PASSAGE SHOWN below:
Robin Thomas, CFRE, knows the value of being a CFRE, having been one for more than half of his fundraising career. In fact, he became certified back in 2004 and has successfully recertified five times. Whew.
Here, we sit down with Robin and grab his thoughts on why being a CFRE matters and the challenges of being a fundraising consultant during the pandemic.
You became a CFRE after working in the field for six years. Can you describe the moment when you thought, “I’m going to become a CFRE?”
Actually, I was studying for the CFRE exam well before then, in the late 90s, in Canada.
I wanted to do it because I believed the profession needed high standards if it was to be seen as being as important as other professions in highly sensitive fields. My preparation for certification was put on hold as I took a position in the UK and I completed it as soon as I could.
It’s not uncommon that donors don’t know exactly what the CFRE means. Many certificants say they explain what the certification means to clients and donors they work with. You’ve worked as a fundraising consultant for most of your career. What do clients say when they see the letters “CFRE” after your name? Do they ask what it means? How do you reply?
End of PASSAGE SHOWN.
RECORDS PROVIDED below:
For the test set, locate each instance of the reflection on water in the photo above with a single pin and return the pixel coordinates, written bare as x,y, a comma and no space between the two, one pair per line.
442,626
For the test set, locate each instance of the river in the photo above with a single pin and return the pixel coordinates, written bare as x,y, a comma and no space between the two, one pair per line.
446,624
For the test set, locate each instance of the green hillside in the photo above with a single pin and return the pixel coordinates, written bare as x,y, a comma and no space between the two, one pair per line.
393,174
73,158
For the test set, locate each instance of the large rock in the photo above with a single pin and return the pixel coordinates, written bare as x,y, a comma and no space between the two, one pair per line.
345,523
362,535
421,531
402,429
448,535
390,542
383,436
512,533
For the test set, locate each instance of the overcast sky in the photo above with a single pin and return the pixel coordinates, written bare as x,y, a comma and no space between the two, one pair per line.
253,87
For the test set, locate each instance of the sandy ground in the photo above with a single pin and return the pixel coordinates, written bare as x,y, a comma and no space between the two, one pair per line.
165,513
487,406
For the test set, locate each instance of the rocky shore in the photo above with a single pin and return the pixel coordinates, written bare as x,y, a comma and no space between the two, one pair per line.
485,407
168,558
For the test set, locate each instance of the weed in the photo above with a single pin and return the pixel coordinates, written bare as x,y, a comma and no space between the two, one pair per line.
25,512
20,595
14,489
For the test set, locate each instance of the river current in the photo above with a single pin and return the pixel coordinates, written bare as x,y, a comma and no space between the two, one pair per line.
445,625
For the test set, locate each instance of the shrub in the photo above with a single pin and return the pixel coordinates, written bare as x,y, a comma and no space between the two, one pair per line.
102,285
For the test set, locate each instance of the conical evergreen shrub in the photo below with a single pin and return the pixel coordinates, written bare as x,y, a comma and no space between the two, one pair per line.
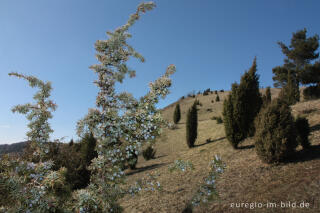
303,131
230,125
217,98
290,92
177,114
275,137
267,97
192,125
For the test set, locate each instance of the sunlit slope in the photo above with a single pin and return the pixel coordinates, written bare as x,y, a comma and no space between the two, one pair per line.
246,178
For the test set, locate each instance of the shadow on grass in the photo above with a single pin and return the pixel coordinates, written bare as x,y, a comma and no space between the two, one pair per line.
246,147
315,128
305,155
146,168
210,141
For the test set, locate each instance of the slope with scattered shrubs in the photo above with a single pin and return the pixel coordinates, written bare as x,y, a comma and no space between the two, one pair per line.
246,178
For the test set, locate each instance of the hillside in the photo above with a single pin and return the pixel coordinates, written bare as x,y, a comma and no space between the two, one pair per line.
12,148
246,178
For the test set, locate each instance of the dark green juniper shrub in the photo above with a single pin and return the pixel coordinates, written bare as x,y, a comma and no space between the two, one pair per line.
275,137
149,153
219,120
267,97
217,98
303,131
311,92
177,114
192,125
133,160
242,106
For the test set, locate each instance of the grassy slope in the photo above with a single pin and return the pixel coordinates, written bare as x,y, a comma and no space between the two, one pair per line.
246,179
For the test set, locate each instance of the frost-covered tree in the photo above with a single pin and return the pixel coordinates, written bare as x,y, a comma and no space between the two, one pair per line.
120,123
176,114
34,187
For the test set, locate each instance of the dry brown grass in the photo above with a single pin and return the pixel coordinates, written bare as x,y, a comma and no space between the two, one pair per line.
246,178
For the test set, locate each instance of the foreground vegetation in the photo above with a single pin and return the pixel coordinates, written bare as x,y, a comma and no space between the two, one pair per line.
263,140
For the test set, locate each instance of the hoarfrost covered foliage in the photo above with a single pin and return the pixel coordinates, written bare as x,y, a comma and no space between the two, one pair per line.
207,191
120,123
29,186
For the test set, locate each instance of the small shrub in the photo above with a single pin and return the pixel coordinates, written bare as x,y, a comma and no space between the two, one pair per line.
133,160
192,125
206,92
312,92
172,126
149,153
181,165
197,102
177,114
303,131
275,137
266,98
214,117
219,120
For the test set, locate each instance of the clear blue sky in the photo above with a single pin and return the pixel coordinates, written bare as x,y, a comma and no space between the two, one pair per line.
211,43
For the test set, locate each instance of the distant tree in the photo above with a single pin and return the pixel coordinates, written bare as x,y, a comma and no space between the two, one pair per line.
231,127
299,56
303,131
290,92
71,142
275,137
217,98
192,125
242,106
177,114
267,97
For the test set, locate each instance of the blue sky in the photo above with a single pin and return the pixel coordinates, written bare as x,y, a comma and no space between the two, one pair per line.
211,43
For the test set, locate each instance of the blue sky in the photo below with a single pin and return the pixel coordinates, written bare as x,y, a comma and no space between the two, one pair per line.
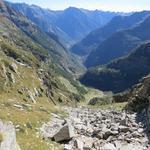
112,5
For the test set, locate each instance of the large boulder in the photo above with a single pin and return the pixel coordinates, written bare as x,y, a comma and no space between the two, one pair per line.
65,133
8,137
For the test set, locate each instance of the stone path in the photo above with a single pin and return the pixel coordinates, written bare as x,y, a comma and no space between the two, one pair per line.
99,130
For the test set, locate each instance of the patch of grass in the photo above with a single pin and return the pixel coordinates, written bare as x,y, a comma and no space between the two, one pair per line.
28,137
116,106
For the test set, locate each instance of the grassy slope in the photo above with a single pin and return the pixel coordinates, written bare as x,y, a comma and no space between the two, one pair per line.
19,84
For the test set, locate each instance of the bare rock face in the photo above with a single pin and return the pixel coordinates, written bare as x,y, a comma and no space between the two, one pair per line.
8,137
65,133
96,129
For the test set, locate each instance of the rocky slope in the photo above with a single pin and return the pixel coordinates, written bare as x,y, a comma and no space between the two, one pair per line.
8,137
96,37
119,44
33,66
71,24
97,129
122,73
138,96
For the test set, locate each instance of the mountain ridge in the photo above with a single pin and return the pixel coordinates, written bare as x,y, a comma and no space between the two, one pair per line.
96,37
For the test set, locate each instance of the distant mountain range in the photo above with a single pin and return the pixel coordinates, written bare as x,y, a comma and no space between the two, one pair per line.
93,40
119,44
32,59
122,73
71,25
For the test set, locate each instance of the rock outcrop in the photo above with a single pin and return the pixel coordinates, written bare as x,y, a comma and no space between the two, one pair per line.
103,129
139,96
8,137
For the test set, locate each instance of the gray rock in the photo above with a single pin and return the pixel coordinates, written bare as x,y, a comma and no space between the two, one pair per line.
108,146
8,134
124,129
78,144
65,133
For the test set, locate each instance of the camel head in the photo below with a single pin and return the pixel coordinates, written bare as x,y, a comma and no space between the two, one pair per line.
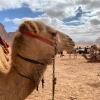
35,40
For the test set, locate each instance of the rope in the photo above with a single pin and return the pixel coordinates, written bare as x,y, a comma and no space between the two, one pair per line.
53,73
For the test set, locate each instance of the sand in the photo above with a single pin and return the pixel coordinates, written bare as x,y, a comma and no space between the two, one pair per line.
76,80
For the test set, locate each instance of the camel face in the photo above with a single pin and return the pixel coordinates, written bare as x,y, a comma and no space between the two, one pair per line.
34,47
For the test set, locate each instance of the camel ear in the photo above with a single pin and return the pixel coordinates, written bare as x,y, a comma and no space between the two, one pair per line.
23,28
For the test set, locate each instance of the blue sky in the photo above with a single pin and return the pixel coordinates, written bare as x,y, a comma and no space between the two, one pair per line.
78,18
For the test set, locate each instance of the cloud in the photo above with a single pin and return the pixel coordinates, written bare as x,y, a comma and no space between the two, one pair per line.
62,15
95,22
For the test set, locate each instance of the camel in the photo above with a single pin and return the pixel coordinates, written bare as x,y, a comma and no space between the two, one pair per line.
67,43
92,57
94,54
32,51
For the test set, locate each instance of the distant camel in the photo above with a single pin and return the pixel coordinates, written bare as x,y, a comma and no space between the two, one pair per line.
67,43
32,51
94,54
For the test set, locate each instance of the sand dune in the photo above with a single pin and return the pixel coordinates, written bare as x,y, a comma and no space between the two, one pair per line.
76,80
End of RECORDS PROVIDED.
RECORDS PROVIDED below:
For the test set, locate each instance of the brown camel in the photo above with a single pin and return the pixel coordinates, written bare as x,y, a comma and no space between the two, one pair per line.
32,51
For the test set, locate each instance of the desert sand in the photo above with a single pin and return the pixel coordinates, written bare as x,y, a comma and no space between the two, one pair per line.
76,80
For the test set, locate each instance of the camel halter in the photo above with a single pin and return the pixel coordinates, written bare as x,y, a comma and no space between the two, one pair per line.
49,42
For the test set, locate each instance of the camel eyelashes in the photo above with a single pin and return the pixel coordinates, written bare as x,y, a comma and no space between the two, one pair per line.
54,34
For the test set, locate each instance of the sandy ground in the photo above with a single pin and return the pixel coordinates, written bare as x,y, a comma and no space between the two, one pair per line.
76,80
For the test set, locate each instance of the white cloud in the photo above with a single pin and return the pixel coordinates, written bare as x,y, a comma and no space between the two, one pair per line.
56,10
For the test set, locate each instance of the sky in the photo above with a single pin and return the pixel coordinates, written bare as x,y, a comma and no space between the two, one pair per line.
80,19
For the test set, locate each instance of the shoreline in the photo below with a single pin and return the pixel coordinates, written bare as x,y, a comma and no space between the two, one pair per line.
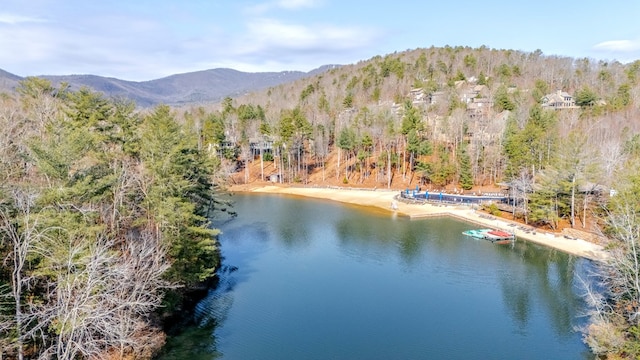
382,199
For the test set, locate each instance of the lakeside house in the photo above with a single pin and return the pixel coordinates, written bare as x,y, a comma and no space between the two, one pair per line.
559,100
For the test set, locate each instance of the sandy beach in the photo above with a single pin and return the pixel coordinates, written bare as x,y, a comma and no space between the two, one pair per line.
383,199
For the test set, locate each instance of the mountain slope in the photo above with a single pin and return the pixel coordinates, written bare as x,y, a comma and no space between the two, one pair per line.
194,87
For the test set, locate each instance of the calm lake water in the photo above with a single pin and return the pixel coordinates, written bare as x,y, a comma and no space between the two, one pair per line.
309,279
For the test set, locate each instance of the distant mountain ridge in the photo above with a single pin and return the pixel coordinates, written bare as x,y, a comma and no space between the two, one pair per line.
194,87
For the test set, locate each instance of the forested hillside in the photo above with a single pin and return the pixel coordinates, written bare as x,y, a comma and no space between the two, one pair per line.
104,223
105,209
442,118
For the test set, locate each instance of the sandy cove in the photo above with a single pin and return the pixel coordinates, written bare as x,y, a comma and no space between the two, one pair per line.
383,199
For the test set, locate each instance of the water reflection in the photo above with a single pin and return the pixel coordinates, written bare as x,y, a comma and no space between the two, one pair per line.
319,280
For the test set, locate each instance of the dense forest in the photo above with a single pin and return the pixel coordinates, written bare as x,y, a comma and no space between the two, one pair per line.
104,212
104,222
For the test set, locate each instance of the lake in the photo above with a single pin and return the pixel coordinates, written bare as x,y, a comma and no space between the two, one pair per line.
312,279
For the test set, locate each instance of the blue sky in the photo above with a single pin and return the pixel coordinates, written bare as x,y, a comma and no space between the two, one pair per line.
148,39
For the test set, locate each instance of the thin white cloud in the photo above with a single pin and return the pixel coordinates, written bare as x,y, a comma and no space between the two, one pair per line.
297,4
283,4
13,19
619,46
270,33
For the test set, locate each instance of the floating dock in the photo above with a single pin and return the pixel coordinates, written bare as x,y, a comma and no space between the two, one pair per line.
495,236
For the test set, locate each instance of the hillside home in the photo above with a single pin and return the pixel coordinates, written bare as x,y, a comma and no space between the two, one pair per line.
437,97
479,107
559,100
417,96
End of RECORDS PROVIDED.
RECORDS PROVIDED below:
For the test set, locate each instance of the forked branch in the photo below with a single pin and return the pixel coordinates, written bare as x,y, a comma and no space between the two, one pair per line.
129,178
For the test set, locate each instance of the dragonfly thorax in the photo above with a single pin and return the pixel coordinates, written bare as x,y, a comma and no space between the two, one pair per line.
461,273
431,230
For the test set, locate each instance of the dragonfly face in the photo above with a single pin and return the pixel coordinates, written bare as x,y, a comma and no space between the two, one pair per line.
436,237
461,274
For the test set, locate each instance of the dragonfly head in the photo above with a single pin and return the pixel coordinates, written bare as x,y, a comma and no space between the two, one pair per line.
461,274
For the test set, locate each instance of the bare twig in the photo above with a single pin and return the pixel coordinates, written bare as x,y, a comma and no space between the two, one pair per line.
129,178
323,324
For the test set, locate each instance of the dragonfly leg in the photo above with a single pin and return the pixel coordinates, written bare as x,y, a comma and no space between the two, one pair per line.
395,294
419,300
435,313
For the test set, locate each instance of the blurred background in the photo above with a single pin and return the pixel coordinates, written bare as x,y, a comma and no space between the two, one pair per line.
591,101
End of RECORDS PROVIDED.
> _INSTRUCTIONS_
1 - Translate this sentence from the Robin Thomas interview into Spanish: "In fact, he became certified back in 2004 and has successfully recertified five times."
2 - Retype the part of the Robin Thomas interview starting with "Actually, I was" and going on through "as I could.".
3 - Answer these questions using the Robin Thomas interview:
(a) In what year did Robin Thomas become certified?
(b) In what country was he studying for the CFRE exam in the late 90s?
(c) Where did he take a position that put his preparation for certification on hold?

> _SOLUTIONS PER TASK_
1 - De hecho, obtuvo la certificación en 2004 y se ha recertificado con éxito cinco veces.

2 -
Actually, I was studying for the CFRE exam well before then, in the late 90s, in Canada.
I wanted to do it because I believed the profession needed high standards if it was to be seen as being as important as other professions in highly sensitive fields. My preparation for certification was put on hold as I took a position in the UK and I completed it as soon as I could.

3 -
(a) 2004
(b) Canada
(c) The UK